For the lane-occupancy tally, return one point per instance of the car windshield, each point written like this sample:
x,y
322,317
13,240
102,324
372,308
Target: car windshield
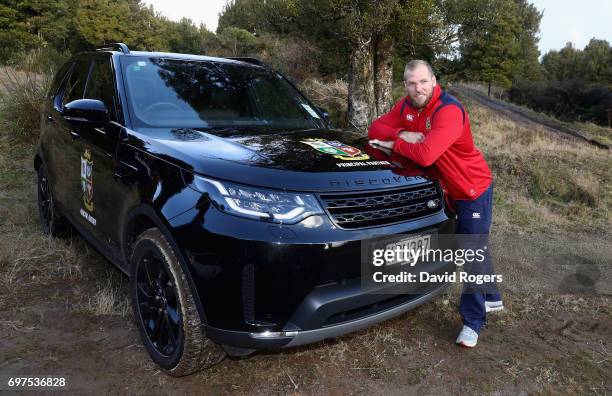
x,y
178,93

*WHAT NEEDS TO BE DONE*: Word for word, restate all of the material above except its pictures.

*RESPONSE AREA*:
For the lane-occupancy tally, return one point per instance of the car windshield, each point written like this sample:
x,y
322,317
13,240
102,324
372,308
Target: car windshield
x,y
178,93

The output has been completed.